(Task description): Only the lines from the one containing "For each instance of the tall" through the final line of the material below should be output, exactly as they stand.
──────────
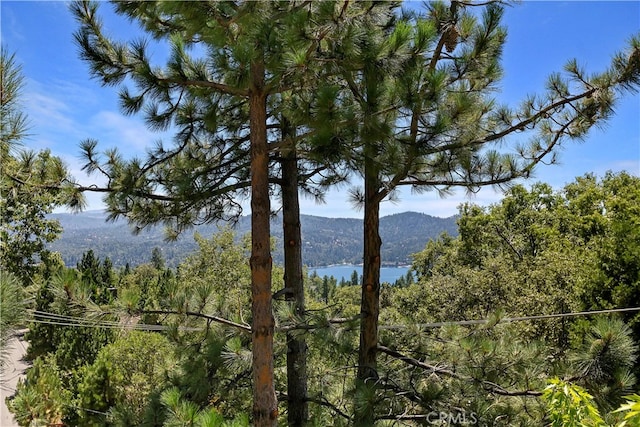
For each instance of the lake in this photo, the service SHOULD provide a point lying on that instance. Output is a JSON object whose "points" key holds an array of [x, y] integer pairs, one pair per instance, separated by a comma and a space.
{"points": [[387, 274]]}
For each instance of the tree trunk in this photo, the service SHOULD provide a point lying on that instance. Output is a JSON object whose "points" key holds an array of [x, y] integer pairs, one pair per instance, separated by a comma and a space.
{"points": [[370, 301], [265, 404], [294, 286]]}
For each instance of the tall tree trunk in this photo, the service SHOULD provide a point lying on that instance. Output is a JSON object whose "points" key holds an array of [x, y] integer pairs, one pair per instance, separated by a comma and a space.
{"points": [[265, 404], [294, 286], [370, 301]]}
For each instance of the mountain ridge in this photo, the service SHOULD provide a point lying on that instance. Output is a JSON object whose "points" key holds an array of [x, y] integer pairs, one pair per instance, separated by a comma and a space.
{"points": [[326, 241]]}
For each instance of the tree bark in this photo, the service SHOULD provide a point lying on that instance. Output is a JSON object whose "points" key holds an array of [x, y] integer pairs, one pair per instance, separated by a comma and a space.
{"points": [[370, 300], [265, 404], [294, 286]]}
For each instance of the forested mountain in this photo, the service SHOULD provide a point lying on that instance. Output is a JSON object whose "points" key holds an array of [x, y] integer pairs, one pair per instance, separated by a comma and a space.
{"points": [[326, 241]]}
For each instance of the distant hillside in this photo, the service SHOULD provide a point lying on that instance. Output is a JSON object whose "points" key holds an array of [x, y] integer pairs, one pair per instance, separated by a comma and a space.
{"points": [[326, 241]]}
──────────
(Answer to this task):
For each instance of the tall tree trunk in this photo, the service SHOULD provide a point lying on that instance. Output is a JSON object whose "points" key holds an array of [x, y] integer pairs, one pair per instance, separated by a comma and a space.
{"points": [[265, 404], [294, 286], [370, 301]]}
For each instance of the mountain ridge in this photo, the service SHOULD provide a point lying on that instance. Output is a JSON object whose "points" key holds an array of [x, y] integer pairs, one pair per instance, separated by a comma and a space.
{"points": [[326, 241]]}
For each instance of the tree bark in this photo, the service SHOULD provide a point lying on that instance. Output is a JSON object whose "points" key holds an array of [x, y] integer pairs, one pair per instance, separated by a comma and a space.
{"points": [[370, 300], [265, 404], [294, 286]]}
For each instance of the forested mountain in this photo, the service SHOULD provide a point lying on that instance. Output is a JSON object whose "points" key holds an array of [x, y] integer pairs, one pair per instance, separated by a comma and a space.
{"points": [[326, 241]]}
For each instance of the distant hillside in this photo, the service SHOULD provide a point lying on that instance. Output is a JSON object whose "points" key holds an array of [x, y] integer pairs, one pair per instance, separated by a comma and a space.
{"points": [[326, 241]]}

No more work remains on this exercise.